<<<<

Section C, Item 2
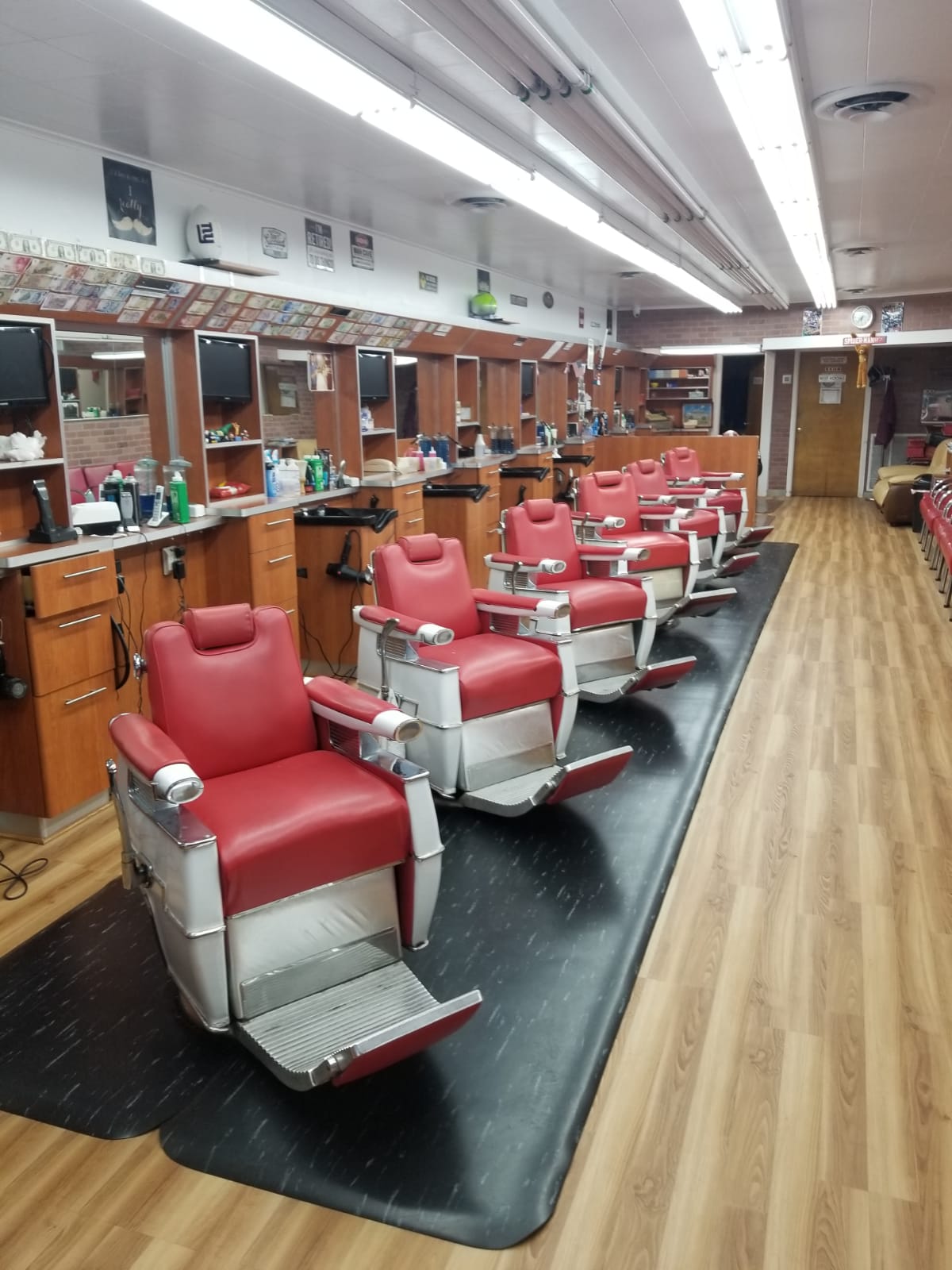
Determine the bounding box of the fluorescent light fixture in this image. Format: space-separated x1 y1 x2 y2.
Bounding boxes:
658 344 762 357
681 0 836 309
142 0 740 314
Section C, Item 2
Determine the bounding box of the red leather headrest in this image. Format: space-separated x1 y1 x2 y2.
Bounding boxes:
522 498 555 525
184 605 255 652
400 533 443 563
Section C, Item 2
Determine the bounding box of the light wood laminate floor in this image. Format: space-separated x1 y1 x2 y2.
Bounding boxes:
0 499 952 1270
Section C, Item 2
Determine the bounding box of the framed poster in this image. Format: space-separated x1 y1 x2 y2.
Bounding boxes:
305 216 334 273
103 159 155 246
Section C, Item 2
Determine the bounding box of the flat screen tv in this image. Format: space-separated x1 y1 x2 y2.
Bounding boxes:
357 353 390 402
0 322 49 406
198 335 251 402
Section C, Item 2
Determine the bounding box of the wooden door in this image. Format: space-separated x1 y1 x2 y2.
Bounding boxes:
792 352 866 498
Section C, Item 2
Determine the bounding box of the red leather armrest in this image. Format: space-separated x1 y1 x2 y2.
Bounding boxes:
354 605 453 644
109 714 190 781
485 551 565 573
306 675 420 741
472 588 559 614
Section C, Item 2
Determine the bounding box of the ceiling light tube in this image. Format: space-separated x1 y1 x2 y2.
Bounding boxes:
142 0 740 313
681 0 836 309
658 344 763 357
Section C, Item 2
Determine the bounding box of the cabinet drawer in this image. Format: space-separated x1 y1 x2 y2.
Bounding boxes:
250 545 297 607
27 605 116 697
34 672 116 817
248 508 294 555
29 551 117 618
396 506 427 538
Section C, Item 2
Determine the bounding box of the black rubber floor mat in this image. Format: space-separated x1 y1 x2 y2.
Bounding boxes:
161 544 796 1249
0 879 225 1138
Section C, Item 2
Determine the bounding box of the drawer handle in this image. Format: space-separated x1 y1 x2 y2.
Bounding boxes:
63 688 106 706
60 614 103 631
62 564 106 582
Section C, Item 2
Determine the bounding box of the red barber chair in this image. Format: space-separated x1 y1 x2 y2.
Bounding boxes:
624 459 758 582
109 605 481 1090
354 533 631 815
662 446 773 551
495 498 697 701
573 471 736 625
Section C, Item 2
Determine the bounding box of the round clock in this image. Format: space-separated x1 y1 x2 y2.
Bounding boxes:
853 305 876 330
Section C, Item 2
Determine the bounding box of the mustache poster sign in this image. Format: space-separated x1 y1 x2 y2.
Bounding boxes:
103 159 155 245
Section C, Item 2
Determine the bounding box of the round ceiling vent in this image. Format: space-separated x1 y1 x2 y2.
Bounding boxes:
453 194 509 212
814 84 929 123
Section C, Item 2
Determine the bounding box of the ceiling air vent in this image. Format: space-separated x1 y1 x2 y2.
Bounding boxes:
814 84 929 123
453 194 509 212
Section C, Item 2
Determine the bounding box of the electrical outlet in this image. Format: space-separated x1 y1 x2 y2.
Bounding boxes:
163 548 186 578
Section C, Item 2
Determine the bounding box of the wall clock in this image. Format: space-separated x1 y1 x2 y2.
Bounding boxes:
853 305 876 330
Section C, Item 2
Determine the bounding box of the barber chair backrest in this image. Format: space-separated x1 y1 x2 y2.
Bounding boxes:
373 533 481 639
505 498 585 582
662 446 701 480
144 605 317 777
624 459 671 499
579 472 641 538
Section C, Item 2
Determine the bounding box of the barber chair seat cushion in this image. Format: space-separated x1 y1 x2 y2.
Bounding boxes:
538 576 647 631
678 506 721 538
192 749 410 917
620 529 690 573
421 632 562 719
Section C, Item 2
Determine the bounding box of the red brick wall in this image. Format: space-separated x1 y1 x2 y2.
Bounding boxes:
618 292 952 348
63 414 151 468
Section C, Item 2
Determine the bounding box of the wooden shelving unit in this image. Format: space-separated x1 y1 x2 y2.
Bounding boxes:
0 314 70 542
643 358 713 432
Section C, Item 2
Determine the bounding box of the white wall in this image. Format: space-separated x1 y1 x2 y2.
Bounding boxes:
0 125 605 341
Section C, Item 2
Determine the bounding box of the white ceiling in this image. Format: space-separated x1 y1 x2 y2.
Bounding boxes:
0 0 952 307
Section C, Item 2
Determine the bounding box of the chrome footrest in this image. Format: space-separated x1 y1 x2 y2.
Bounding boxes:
233 961 481 1090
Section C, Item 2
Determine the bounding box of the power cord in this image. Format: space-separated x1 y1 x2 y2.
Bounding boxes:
0 851 49 899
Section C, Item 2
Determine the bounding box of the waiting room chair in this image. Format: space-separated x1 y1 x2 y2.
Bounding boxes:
109 605 481 1090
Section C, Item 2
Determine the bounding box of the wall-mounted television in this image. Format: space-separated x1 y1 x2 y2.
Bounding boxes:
357 353 390 402
198 335 251 402
0 322 49 406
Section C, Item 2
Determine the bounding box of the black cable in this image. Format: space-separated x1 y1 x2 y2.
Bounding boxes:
0 851 49 899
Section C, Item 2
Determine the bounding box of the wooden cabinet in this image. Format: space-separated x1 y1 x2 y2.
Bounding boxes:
27 603 116 697
36 669 116 819
29 551 116 618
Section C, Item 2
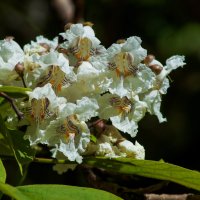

>>>>

EXERCISE DIRECTIONS | Pick out every line of the records that contains the string "leather", treating uppercase and lowercase as different.

WRITTEN SOLUTION |
Determine the bounding box of the red leather headrest in this image. Format: space-separated x1 y1 x2 y2.
Determine the bounding box of the red leather armrest in this image. Format: space-separated x1 y1 x2 y2.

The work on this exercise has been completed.